> What you are asked to do
The data below should be copied over with complete accuracy.

> Stored data entries

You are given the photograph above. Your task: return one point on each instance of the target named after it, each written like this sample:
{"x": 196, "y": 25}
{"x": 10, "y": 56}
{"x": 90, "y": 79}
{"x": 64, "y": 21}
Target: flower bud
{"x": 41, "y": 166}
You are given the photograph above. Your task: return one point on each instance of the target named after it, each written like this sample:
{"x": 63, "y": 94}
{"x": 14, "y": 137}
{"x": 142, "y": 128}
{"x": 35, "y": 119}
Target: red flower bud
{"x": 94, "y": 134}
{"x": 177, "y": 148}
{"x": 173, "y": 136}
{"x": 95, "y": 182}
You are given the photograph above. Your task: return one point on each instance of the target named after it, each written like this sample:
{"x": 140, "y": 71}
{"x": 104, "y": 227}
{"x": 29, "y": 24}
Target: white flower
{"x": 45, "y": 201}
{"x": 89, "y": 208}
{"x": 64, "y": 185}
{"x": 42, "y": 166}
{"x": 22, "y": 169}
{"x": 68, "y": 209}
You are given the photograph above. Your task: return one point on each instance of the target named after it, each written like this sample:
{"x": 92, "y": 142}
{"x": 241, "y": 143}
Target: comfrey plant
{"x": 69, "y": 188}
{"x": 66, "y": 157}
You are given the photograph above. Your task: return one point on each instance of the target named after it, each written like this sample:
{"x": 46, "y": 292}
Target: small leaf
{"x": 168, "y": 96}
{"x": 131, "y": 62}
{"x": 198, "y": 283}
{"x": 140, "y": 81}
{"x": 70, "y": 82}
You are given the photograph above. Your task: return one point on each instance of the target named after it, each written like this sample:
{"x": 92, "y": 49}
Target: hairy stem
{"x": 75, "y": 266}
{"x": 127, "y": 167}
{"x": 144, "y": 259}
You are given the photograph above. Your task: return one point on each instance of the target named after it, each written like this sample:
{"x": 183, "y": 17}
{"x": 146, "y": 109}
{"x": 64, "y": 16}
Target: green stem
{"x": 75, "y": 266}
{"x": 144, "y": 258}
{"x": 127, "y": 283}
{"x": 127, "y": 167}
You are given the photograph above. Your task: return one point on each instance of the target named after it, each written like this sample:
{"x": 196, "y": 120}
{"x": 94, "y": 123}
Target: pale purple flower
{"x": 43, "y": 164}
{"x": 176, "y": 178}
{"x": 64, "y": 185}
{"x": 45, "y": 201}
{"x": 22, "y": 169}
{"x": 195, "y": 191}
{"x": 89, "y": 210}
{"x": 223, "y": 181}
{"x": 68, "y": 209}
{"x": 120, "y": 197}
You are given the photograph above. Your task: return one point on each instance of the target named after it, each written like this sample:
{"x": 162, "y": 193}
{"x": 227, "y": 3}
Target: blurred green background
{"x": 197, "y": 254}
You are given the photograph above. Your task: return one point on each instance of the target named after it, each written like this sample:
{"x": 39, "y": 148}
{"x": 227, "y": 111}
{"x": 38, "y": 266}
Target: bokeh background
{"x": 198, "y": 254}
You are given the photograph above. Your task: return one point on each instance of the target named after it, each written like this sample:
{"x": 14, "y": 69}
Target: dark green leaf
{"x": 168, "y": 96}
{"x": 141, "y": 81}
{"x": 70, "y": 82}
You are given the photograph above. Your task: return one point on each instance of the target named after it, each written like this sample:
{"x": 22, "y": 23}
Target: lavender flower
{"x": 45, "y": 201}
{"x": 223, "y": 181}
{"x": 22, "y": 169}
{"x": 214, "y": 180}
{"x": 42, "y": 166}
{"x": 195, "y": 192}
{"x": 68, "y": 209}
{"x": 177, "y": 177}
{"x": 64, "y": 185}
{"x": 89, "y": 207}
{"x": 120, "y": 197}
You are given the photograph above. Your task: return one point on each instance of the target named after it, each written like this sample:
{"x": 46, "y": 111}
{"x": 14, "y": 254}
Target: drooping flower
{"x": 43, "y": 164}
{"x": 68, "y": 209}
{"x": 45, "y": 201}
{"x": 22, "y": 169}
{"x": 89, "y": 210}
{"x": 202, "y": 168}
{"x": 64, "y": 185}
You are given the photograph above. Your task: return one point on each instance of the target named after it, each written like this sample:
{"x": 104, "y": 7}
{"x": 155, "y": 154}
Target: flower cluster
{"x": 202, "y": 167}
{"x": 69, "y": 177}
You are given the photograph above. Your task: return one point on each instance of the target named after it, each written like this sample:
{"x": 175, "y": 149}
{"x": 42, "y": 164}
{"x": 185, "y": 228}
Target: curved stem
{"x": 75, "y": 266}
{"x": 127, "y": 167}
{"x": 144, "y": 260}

> Solved exercise
You are given the photograph above. Your task: return one point on each instance of the target named after it, each written like this sample:
{"x": 196, "y": 25}
{"x": 10, "y": 56}
{"x": 90, "y": 79}
{"x": 64, "y": 21}
Target: flower bud
{"x": 41, "y": 166}
You are given the photograph above. Your task: return one point on each instance of the target named after it, each written like this sample:
{"x": 63, "y": 94}
{"x": 14, "y": 137}
{"x": 142, "y": 128}
{"x": 35, "y": 119}
Target: red flower bud
{"x": 94, "y": 134}
{"x": 177, "y": 148}
{"x": 173, "y": 136}
{"x": 95, "y": 182}
You are given the photograph above. Your task: return one point on each instance of the target named after it, each written like this sample:
{"x": 140, "y": 71}
{"x": 104, "y": 227}
{"x": 29, "y": 24}
Target: white flower
{"x": 45, "y": 201}
{"x": 89, "y": 208}
{"x": 64, "y": 185}
{"x": 42, "y": 166}
{"x": 22, "y": 169}
{"x": 68, "y": 209}
You are given the photograph above. Your task: return one point on each instance of the target named after it, each written like this sample:
{"x": 92, "y": 142}
{"x": 241, "y": 143}
Target: comfrey plant
{"x": 69, "y": 188}
{"x": 66, "y": 157}
You are given the photograph above. Your task: return one point on each instance of the target named after it, each written like this sample:
{"x": 46, "y": 292}
Target: small leaf
{"x": 168, "y": 96}
{"x": 131, "y": 62}
{"x": 198, "y": 283}
{"x": 140, "y": 81}
{"x": 70, "y": 82}
You are given the photograph above. Your task: return one point on each instance of the target named after it, each written like this sample:
{"x": 92, "y": 49}
Target: hairy stem
{"x": 75, "y": 266}
{"x": 127, "y": 167}
{"x": 144, "y": 259}
You are given the photograph above. Your task: return one point on each instance of the target named after it, each written like this sample:
{"x": 183, "y": 17}
{"x": 146, "y": 109}
{"x": 64, "y": 16}
Target: green stem
{"x": 75, "y": 266}
{"x": 144, "y": 258}
{"x": 127, "y": 283}
{"x": 127, "y": 167}
You are given the photograph above. Your task: return one point on each instance of the target named after it, each written like this sample:
{"x": 196, "y": 120}
{"x": 94, "y": 123}
Target: pale purple flower
{"x": 43, "y": 164}
{"x": 176, "y": 178}
{"x": 64, "y": 185}
{"x": 45, "y": 201}
{"x": 22, "y": 169}
{"x": 195, "y": 191}
{"x": 89, "y": 210}
{"x": 223, "y": 181}
{"x": 68, "y": 209}
{"x": 120, "y": 197}
You are given the photograph above. Your task: return one point on each instance of the target named after it, each written like this sample:
{"x": 162, "y": 193}
{"x": 227, "y": 3}
Target: blurred green background
{"x": 197, "y": 254}
You are given the photograph above. Your task: return one point on each instance of the target named after it, each written like this sample:
{"x": 39, "y": 148}
{"x": 227, "y": 111}
{"x": 38, "y": 266}
Target: bokeh background
{"x": 198, "y": 254}
You are given the photograph above. Your task: return one point on each instance of the target named after it, each written like this sample:
{"x": 14, "y": 69}
Target: dark green leaf
{"x": 168, "y": 96}
{"x": 141, "y": 81}
{"x": 70, "y": 82}
You are given the photograph above. Your task: return one point on each instance of the target named after it, each written like this sample:
{"x": 22, "y": 23}
Target: lavender flower
{"x": 45, "y": 201}
{"x": 223, "y": 181}
{"x": 22, "y": 169}
{"x": 214, "y": 180}
{"x": 42, "y": 166}
{"x": 195, "y": 192}
{"x": 68, "y": 209}
{"x": 177, "y": 177}
{"x": 64, "y": 185}
{"x": 89, "y": 207}
{"x": 120, "y": 197}
You are given the photograph above. Your task: return one point on each instance of the target named after it, each written like this sample:
{"x": 46, "y": 111}
{"x": 14, "y": 254}
Target: drooping flower
{"x": 43, "y": 164}
{"x": 68, "y": 209}
{"x": 45, "y": 201}
{"x": 22, "y": 169}
{"x": 89, "y": 210}
{"x": 202, "y": 168}
{"x": 64, "y": 185}
You are given the photograph above. Your task: return one point on each instance of the target named after it, each written like this sample:
{"x": 104, "y": 7}
{"x": 155, "y": 154}
Target: flower cluster
{"x": 202, "y": 167}
{"x": 69, "y": 177}
You are given the photograph above. Your task: return one point on each instance of the target named after it, each written like this sample:
{"x": 175, "y": 149}
{"x": 42, "y": 164}
{"x": 185, "y": 228}
Target: curved stem
{"x": 75, "y": 266}
{"x": 127, "y": 167}
{"x": 144, "y": 260}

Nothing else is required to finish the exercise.